(TASK INSTRUCTIONS) Please write out exactly the lines that begin at the line containing "the red item" and run to the end of the records.

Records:
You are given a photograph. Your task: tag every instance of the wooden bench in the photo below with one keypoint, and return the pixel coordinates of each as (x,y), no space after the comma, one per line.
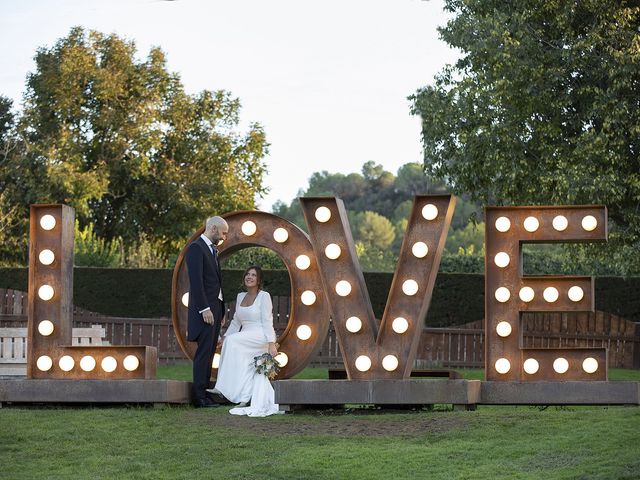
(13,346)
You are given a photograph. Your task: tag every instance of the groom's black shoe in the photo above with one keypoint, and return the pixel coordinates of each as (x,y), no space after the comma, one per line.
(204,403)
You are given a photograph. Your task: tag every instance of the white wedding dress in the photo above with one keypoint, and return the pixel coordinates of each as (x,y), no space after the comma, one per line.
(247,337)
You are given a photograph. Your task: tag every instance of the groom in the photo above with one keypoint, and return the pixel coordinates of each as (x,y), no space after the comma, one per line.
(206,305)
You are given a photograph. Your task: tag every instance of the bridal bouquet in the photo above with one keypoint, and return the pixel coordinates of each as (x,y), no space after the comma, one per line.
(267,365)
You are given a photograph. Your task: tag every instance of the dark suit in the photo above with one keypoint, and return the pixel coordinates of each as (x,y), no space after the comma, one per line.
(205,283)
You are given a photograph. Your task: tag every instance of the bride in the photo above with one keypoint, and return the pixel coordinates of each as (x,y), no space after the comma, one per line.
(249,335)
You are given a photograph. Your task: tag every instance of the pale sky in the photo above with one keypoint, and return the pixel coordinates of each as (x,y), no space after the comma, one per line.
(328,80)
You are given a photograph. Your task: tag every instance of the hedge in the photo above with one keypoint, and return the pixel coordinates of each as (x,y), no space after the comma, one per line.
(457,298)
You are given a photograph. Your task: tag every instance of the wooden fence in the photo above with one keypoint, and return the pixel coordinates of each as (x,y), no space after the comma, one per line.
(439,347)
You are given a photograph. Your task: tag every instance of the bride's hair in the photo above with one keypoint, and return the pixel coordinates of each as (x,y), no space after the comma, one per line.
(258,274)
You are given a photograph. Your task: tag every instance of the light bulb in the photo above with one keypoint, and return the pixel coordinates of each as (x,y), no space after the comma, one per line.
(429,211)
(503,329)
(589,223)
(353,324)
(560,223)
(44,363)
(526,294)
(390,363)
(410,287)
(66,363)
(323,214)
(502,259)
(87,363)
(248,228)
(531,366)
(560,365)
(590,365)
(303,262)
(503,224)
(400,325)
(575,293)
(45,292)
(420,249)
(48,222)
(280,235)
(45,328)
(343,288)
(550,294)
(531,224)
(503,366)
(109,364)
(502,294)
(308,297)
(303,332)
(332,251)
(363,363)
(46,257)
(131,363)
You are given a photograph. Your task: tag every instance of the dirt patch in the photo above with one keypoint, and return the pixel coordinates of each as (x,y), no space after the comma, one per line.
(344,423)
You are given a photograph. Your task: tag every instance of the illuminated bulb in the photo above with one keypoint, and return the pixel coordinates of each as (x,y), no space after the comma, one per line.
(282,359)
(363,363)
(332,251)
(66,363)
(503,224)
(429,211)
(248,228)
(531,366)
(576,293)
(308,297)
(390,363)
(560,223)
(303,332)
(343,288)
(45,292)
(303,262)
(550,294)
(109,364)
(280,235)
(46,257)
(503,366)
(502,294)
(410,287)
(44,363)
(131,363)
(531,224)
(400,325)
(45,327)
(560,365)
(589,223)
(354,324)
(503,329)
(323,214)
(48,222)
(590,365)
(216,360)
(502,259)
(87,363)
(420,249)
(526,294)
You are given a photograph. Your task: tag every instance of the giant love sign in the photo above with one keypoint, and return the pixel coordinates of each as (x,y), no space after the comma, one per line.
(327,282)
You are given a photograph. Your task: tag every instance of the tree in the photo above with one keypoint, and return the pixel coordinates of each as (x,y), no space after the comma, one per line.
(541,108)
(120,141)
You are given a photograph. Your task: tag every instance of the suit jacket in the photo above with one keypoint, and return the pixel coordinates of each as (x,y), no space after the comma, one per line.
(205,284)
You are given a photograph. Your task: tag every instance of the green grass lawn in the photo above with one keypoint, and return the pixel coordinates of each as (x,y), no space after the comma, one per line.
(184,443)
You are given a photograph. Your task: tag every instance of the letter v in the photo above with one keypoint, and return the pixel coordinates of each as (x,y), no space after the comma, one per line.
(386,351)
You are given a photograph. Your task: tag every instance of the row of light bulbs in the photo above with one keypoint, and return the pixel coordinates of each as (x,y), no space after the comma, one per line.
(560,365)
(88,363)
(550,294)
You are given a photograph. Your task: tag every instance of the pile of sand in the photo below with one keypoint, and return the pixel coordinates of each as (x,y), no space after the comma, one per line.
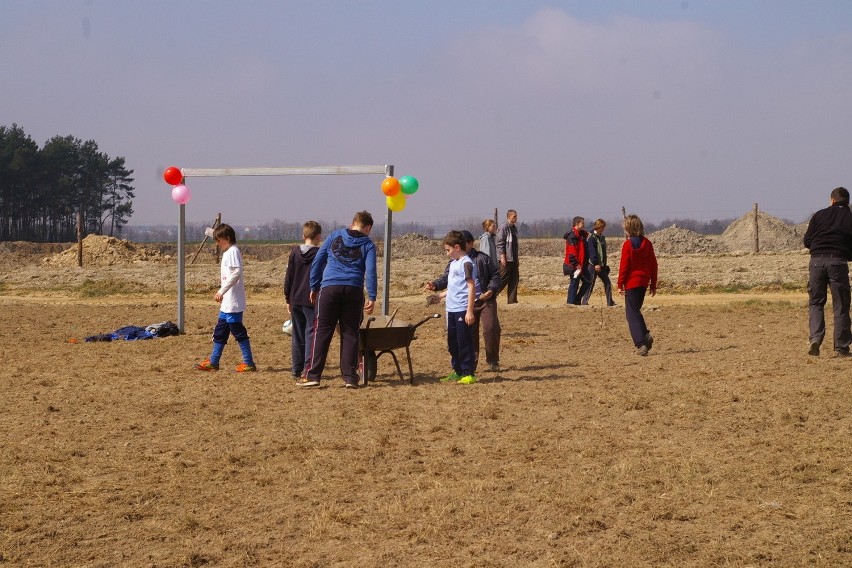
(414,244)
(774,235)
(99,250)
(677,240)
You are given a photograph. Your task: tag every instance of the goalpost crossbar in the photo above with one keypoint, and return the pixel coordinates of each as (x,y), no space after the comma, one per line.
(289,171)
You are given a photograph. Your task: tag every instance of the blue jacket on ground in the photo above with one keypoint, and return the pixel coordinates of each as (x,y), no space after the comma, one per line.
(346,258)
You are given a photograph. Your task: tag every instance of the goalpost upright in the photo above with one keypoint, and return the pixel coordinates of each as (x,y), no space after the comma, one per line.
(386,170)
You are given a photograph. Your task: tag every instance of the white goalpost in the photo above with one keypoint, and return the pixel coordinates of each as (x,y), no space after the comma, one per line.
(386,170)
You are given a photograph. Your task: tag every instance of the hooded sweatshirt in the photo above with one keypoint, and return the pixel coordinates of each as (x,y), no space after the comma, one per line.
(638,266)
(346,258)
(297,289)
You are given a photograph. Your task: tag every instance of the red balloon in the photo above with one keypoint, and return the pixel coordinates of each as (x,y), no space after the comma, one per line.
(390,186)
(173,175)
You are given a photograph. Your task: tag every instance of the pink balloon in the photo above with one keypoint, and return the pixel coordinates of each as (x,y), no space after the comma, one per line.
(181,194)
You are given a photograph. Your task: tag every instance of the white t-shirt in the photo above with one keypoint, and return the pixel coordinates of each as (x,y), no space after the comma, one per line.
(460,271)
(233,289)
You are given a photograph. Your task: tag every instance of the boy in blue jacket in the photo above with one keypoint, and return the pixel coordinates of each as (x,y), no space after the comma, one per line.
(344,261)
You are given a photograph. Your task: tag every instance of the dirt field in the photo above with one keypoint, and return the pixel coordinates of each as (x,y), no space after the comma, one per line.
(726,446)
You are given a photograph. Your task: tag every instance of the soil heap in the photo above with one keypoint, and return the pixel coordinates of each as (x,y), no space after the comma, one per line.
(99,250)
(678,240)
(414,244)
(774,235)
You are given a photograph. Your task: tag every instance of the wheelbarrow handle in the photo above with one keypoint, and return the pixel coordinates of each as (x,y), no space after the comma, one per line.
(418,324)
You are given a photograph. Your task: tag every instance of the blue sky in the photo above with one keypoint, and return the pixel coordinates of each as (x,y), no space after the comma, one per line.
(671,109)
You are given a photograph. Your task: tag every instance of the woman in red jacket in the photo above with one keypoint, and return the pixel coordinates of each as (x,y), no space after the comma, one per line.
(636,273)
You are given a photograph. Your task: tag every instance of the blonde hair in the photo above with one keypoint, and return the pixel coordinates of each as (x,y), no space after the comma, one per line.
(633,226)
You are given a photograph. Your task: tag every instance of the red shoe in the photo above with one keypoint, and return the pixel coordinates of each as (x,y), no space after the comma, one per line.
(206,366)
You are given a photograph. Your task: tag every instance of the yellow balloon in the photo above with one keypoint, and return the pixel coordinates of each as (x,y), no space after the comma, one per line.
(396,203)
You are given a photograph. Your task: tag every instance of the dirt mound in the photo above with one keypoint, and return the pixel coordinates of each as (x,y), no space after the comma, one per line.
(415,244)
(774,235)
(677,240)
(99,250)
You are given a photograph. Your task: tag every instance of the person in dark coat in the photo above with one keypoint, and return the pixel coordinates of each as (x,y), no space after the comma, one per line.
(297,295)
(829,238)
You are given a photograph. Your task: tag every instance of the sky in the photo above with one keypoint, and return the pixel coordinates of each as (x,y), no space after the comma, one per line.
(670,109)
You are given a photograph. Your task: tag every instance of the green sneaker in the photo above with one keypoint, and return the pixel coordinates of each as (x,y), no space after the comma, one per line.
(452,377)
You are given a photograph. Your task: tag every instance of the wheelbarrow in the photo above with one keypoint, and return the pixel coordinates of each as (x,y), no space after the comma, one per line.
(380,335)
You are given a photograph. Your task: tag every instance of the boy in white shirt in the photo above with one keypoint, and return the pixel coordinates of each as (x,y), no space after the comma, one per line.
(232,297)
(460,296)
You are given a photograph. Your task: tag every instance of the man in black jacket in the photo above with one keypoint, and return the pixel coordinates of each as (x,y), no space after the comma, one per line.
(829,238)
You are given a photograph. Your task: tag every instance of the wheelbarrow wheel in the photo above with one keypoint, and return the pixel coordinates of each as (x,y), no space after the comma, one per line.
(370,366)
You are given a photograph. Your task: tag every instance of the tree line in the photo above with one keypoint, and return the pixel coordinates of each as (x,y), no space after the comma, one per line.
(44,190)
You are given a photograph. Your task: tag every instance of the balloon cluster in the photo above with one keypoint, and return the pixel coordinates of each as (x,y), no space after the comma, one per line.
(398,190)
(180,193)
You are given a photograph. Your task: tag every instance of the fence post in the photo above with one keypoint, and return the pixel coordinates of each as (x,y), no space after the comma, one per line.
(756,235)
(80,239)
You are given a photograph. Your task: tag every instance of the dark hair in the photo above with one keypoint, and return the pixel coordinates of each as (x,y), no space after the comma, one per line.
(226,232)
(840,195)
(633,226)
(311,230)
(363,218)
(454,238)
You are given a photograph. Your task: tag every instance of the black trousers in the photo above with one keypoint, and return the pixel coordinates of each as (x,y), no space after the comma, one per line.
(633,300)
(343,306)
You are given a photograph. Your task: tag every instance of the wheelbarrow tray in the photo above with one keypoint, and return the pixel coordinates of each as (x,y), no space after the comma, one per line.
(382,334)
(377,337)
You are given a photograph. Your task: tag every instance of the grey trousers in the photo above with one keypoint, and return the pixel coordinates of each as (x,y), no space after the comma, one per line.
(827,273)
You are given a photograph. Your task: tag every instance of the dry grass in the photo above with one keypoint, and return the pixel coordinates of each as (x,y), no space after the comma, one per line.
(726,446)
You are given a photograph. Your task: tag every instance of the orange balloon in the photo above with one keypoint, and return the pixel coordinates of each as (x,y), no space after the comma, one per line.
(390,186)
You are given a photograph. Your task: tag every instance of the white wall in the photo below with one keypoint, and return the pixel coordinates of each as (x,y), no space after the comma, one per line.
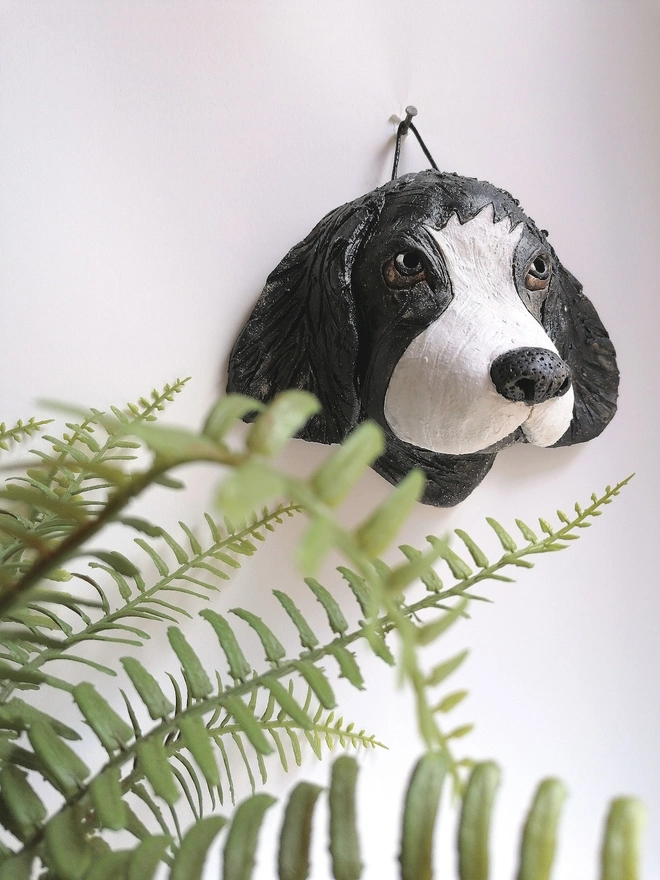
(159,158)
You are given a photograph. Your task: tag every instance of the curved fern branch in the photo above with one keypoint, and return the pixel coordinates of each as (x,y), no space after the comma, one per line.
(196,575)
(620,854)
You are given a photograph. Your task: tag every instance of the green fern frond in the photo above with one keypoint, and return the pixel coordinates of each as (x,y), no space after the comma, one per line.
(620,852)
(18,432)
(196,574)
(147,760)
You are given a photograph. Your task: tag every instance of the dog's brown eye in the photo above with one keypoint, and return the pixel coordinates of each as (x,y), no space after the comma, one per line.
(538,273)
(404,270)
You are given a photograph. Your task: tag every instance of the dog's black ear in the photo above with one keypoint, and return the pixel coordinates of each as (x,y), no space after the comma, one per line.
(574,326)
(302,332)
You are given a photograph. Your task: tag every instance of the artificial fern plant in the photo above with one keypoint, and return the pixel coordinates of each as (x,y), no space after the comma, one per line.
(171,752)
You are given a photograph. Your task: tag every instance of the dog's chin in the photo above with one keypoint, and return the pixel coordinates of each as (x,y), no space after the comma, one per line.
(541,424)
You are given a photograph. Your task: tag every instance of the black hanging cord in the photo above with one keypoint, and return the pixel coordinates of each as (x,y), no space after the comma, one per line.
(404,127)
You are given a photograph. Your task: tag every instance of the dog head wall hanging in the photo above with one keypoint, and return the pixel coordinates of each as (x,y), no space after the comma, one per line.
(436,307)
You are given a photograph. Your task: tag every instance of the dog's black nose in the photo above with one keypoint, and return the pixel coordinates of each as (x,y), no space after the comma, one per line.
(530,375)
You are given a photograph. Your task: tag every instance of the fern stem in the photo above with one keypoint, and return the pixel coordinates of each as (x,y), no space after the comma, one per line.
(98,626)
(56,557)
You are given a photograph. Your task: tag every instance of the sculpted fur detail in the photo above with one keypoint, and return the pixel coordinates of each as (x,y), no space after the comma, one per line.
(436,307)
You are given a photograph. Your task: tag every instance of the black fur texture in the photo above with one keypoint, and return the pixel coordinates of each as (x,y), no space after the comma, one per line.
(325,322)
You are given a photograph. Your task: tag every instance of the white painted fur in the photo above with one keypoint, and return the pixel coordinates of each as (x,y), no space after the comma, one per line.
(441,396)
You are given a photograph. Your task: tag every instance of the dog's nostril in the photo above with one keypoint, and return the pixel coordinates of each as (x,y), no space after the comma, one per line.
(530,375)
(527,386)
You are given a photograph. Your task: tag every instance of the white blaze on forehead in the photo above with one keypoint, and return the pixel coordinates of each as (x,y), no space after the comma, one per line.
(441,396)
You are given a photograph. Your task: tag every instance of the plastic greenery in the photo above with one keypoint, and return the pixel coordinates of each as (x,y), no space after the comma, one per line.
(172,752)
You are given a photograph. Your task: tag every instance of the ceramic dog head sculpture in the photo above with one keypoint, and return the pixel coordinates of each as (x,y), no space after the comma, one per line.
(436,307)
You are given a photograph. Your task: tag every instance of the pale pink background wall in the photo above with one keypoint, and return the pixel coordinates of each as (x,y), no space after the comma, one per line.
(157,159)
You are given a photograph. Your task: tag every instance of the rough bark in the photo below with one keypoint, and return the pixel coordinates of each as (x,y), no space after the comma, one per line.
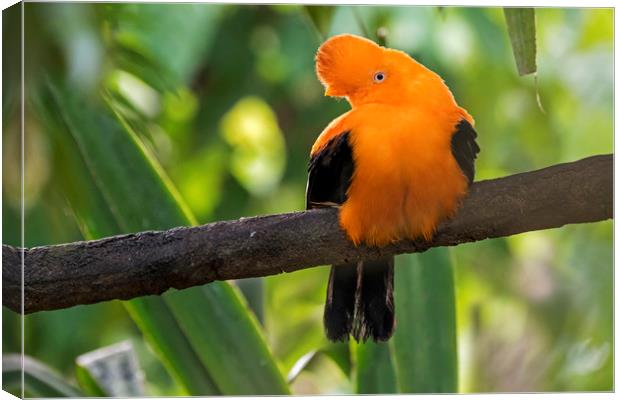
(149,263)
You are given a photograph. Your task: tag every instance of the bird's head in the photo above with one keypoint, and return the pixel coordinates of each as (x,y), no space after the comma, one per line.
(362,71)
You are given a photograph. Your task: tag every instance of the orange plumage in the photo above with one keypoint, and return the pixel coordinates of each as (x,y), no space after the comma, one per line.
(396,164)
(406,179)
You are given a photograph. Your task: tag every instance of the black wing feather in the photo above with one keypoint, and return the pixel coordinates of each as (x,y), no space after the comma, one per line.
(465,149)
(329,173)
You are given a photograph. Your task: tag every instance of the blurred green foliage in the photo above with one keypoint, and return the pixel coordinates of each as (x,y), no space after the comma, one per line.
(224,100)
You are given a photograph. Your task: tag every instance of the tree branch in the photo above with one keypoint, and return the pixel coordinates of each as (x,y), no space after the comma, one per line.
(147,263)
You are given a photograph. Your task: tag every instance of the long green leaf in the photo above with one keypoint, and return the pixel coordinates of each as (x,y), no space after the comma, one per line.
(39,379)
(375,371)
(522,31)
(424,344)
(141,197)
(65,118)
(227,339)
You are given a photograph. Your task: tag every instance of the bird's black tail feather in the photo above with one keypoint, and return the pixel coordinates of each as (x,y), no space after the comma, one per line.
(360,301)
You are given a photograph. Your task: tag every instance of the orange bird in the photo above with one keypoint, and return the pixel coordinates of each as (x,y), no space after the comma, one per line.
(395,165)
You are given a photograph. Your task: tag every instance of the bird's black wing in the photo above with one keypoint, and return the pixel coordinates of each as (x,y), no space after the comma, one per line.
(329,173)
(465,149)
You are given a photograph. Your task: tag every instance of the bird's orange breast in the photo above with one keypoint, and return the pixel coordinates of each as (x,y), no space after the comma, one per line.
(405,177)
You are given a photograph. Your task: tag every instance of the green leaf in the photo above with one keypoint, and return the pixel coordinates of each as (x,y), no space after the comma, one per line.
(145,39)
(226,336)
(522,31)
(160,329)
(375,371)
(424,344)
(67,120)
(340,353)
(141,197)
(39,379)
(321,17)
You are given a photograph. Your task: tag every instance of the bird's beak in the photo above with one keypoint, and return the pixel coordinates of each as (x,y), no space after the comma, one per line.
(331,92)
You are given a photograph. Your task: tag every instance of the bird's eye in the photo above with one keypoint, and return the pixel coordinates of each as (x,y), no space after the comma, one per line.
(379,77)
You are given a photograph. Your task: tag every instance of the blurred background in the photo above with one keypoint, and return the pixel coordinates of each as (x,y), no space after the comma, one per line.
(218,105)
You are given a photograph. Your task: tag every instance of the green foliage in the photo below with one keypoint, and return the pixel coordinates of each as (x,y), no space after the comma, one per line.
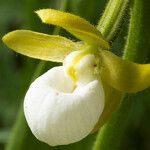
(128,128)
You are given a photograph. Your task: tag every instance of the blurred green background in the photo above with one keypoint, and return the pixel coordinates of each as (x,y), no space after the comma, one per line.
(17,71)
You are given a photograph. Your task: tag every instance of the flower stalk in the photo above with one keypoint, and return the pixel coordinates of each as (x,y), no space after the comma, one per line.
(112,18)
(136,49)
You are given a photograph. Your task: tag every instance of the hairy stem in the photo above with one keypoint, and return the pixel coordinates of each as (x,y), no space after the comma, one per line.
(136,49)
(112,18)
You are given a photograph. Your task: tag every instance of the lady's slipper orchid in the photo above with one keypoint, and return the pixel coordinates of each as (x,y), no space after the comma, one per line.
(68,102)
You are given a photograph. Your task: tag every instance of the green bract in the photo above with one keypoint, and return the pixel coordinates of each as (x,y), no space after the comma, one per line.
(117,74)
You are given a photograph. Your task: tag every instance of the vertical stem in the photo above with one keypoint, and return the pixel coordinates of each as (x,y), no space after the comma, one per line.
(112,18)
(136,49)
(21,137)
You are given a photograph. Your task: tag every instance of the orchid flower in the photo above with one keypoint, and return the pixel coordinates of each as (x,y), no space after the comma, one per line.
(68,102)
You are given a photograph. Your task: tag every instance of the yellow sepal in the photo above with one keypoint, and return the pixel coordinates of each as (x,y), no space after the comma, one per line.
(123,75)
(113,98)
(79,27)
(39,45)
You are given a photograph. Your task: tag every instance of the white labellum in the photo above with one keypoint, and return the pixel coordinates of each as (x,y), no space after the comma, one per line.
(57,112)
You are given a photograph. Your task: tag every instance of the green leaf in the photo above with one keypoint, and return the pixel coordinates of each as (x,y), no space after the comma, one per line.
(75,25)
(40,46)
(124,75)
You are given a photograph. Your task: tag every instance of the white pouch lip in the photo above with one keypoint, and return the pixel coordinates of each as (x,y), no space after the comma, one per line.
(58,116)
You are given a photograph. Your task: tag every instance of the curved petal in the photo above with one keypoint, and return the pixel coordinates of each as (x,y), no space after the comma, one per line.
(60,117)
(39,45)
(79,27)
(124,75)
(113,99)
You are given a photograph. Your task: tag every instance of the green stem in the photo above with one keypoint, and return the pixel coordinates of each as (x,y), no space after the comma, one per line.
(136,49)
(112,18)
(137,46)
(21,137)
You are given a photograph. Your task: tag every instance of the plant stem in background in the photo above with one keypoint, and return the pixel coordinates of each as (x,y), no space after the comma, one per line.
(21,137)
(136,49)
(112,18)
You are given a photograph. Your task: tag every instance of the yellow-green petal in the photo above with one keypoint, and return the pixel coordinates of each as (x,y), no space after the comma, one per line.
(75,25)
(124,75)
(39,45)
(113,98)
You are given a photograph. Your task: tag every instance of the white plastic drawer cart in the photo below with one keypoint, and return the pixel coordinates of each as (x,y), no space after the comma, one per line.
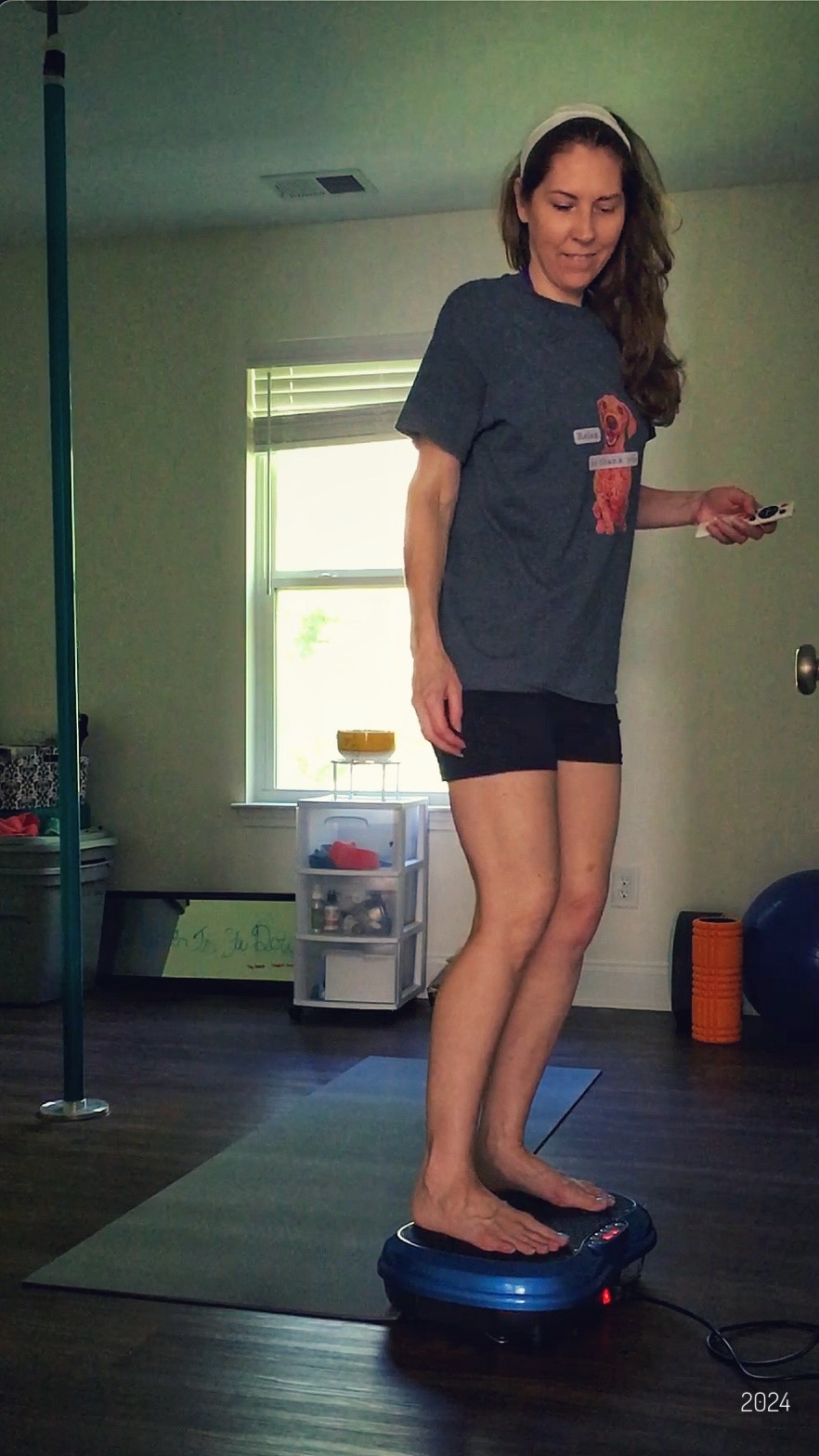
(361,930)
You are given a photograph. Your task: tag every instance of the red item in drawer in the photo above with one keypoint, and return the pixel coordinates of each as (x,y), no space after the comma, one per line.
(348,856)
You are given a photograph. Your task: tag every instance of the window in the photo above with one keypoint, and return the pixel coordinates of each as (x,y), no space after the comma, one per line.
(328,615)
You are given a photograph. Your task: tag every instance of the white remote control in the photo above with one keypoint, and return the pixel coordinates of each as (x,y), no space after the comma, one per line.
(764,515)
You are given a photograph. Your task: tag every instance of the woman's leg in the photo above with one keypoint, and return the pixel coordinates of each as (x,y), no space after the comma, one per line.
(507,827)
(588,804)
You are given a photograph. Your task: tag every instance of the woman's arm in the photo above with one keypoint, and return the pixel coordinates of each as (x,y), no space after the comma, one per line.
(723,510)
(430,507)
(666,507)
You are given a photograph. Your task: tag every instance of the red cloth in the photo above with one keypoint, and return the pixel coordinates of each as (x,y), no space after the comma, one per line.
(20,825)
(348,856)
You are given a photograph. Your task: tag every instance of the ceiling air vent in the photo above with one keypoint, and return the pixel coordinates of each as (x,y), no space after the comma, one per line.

(RESULT OF THIS EXERCISE)
You are given a photograph. Your task: tag every instance of the red item in drawer in the photo above with one keypoint, and return the pixel coordinates of each as (x,y), no space after the comma, one per line.
(348,856)
You are given a photograph. Your task: tag every instance of the window in the photo above with one keypoint, and return the pixel coordinates of each as (x,y), no space after the comma, one per line.
(328,615)
You are given a photograph. Your task: tag every instance of the white remote control in the photo above with one keypoint, and return the pixel coordinates of each as (x,y), no space after the comma, one per line.
(764,515)
You are given a photograph. Your task: tag every instance of the woman's leg in the photo above with one keypoint, and return the pixel coordinates of each as (x,y), no space after the comma, one per line.
(507,827)
(588,804)
You are given a photograph. Your task: tag every instance of the woman's arm in the photo above with one keypoint, and return the pixel coordinates of each as (x,y), no space after the comma, one per line.
(723,510)
(430,507)
(666,507)
You are given a photograph. Your task: tag every instance of the red cloth in the photo above with one keypoint, and return the pixel coordinates of each as (x,y), no space after the comma, one per line.
(20,825)
(348,856)
You are given a photograph. Your task: tag every instance of the ceiling air vent in the photo above with one keypoint, and return the pixel coordinates of each as (x,y), no space after the comma, one per line.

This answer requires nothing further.